What this task involves - Which of the lines below contain the string "tile", with case counting? Select each one and copy it out in full.

Stored data entries -
==========

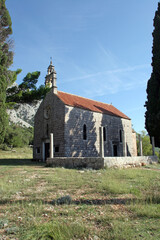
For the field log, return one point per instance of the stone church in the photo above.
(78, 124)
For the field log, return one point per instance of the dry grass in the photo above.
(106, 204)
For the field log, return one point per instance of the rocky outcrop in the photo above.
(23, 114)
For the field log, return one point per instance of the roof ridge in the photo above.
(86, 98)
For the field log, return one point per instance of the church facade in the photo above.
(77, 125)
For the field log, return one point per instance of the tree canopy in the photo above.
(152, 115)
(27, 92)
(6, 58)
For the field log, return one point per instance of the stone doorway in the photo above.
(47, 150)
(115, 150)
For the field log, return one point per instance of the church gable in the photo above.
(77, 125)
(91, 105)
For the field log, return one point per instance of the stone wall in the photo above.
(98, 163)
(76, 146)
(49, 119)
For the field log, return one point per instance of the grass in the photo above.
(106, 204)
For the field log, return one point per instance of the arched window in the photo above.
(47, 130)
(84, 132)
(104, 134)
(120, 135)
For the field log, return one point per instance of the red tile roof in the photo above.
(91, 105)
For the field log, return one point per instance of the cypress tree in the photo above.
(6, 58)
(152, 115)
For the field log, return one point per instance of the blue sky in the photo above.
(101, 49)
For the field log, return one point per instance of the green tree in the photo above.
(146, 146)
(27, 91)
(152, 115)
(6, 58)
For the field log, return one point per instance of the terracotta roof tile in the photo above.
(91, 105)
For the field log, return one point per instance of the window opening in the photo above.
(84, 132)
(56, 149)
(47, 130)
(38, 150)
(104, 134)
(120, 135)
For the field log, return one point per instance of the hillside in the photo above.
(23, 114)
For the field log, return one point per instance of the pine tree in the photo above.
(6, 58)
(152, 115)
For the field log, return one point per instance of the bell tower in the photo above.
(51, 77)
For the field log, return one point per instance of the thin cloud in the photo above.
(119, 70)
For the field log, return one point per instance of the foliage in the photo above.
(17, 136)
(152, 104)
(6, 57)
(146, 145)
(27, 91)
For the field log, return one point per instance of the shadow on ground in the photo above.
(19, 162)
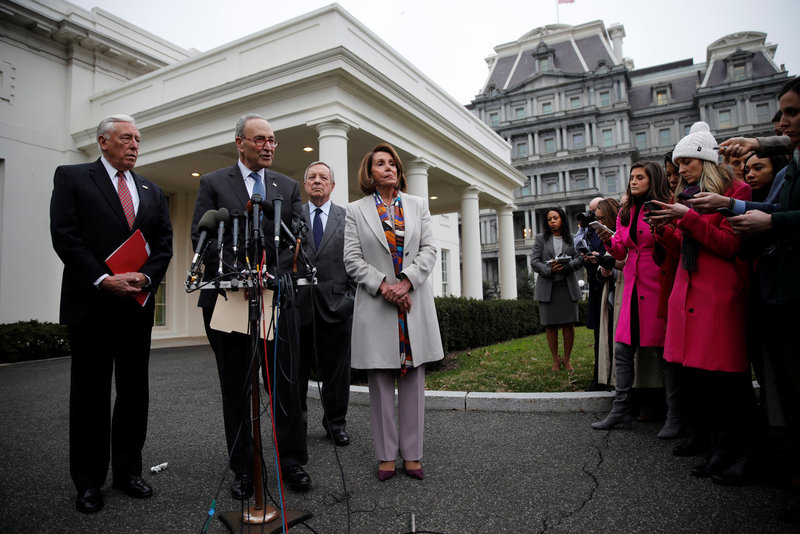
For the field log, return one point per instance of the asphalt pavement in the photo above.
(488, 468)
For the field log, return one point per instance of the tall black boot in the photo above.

==========

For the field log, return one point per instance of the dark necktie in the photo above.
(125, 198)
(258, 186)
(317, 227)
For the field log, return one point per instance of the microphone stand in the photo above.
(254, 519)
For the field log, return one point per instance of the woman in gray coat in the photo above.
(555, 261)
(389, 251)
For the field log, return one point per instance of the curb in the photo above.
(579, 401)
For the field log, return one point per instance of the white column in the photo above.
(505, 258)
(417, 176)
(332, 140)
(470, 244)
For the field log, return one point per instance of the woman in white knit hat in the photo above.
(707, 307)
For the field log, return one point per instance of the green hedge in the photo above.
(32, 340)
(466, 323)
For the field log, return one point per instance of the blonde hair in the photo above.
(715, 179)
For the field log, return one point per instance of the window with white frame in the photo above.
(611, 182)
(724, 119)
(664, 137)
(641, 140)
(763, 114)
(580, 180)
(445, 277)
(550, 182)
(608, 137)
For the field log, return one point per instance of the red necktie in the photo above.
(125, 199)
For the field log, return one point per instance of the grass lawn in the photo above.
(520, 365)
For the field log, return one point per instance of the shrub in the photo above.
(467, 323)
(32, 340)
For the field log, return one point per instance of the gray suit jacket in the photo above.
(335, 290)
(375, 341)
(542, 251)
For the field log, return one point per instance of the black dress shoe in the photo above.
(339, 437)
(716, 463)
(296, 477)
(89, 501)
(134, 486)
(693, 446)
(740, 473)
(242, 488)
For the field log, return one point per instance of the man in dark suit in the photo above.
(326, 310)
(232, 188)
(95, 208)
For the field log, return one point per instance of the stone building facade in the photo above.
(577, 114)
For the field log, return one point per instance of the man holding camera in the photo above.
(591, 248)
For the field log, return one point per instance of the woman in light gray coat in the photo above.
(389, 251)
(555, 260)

==========

Response below -
For the field log, return one point per instance of the red tile roof in the photo above.
For the field log, return one point per instance of the terracotta roof tile in the photo above.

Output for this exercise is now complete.